TASK DATA
··········
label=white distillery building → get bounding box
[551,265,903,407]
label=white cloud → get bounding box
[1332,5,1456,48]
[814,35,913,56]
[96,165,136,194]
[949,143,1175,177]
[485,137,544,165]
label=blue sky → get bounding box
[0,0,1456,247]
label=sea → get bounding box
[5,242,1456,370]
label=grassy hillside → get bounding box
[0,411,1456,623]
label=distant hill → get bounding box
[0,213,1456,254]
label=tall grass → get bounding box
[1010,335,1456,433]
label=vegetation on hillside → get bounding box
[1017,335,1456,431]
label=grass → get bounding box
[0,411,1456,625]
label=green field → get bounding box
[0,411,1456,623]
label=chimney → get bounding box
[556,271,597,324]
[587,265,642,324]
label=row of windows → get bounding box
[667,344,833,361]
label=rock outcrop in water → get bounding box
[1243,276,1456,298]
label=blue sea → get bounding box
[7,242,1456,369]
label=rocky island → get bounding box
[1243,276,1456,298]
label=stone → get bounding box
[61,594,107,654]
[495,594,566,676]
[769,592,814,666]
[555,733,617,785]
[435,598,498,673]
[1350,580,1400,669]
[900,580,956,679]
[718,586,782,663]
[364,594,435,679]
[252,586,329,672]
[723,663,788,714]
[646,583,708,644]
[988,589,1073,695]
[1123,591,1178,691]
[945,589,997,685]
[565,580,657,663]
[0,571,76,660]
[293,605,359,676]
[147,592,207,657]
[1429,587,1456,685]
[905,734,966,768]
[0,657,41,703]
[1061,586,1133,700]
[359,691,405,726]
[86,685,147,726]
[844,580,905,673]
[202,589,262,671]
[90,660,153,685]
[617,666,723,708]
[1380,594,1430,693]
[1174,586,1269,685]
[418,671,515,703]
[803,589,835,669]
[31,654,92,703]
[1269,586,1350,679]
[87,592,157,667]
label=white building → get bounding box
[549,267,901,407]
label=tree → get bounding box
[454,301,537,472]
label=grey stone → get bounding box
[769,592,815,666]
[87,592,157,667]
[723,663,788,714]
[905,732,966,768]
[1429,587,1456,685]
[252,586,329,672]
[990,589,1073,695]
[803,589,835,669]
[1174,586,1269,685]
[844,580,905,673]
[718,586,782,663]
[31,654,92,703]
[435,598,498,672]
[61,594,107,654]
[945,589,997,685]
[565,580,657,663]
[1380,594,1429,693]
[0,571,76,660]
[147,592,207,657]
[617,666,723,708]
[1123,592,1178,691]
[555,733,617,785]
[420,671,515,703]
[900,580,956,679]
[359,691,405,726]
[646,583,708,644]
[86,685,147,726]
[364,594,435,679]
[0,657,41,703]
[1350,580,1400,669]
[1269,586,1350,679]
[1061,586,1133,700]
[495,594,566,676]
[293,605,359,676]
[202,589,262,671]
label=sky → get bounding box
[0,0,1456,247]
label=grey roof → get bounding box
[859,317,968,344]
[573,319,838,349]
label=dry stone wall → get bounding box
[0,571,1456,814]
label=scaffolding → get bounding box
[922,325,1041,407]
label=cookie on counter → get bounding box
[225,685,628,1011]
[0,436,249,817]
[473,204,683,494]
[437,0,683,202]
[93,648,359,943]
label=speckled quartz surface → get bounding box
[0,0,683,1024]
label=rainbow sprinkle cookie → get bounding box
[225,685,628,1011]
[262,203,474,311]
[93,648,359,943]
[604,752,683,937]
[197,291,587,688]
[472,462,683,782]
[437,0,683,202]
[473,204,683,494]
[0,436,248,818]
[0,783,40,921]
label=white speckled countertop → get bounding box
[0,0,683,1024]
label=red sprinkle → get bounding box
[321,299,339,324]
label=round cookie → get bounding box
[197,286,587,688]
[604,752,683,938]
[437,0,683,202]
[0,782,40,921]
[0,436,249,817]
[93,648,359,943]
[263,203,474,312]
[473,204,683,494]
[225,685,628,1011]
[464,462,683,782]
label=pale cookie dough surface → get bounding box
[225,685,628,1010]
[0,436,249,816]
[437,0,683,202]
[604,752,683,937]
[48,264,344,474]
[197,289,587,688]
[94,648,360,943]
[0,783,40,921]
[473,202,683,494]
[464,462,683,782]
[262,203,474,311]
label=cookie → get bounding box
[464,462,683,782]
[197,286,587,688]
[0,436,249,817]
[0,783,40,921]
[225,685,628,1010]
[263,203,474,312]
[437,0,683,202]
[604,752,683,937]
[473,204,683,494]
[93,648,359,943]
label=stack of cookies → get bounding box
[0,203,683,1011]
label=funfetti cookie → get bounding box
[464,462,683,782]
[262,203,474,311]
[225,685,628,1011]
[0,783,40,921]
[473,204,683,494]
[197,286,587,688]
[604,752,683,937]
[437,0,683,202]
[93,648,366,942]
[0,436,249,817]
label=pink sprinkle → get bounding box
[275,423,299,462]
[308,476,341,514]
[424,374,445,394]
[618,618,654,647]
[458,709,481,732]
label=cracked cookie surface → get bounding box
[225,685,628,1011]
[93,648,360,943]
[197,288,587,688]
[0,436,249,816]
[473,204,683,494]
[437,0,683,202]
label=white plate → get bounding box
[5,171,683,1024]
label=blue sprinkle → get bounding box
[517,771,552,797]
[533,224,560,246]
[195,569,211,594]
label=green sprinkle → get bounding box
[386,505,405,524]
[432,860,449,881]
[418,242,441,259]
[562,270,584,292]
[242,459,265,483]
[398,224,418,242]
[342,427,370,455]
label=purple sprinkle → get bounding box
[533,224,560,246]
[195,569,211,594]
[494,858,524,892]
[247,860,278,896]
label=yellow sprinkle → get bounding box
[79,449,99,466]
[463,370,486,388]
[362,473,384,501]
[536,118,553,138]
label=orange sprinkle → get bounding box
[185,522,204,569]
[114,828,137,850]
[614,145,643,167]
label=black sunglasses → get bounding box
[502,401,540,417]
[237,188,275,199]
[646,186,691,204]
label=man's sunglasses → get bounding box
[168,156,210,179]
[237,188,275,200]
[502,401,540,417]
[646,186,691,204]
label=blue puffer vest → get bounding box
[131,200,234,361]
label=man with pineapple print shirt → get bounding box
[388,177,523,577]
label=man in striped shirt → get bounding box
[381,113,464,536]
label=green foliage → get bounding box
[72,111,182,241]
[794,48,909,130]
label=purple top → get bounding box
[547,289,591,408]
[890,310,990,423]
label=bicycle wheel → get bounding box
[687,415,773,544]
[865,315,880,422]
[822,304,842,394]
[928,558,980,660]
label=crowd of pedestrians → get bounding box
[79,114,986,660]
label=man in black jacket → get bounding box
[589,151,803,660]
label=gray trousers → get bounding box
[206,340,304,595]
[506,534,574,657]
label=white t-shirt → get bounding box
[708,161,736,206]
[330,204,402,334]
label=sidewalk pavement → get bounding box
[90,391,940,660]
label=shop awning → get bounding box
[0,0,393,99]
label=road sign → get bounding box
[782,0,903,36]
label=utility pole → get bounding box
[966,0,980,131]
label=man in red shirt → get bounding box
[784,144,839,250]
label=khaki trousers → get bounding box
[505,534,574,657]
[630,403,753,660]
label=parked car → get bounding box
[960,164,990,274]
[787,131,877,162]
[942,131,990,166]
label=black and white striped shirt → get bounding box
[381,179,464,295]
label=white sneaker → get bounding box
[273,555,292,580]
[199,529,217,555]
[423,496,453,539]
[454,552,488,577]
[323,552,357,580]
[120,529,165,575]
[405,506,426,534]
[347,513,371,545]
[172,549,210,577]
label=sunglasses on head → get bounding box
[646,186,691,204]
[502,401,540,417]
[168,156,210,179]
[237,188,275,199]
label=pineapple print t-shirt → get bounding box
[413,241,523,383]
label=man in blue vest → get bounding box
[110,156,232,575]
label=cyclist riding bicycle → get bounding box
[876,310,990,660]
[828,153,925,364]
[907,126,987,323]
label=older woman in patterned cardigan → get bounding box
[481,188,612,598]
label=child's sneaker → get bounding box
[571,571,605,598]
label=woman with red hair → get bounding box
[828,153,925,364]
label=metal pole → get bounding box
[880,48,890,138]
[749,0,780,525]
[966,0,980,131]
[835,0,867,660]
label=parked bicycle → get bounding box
··········
SET PROBLEM
Could you render the lines from the very first one through the line containing "[0,411,1456,625]", both included, as a numbered list with any blank lines left out?

TASK OUTPUT
1. label=white distillery building → get bounding box
2. [551,265,903,407]
3. label=white cloud → get bounding box
4. [1332,5,1456,48]
5. [814,35,913,56]
6. [96,165,136,194]
7. [949,143,1175,177]
8. [485,137,544,165]
9. label=blue sky → get bounding box
10. [0,0,1456,247]
11. label=sea → get bounding box
12. [5,242,1456,370]
13. label=grassy hillside → get bounding box
14. [0,411,1456,623]
15. label=distant hill → get bounding box
16. [0,213,1456,254]
17. label=tall grass → get bounding box
18. [1010,335,1456,433]
19. label=vegetation on hillside → get bounding box
20. [1017,335,1456,431]
21. label=grass → get bounding box
22. [0,411,1456,625]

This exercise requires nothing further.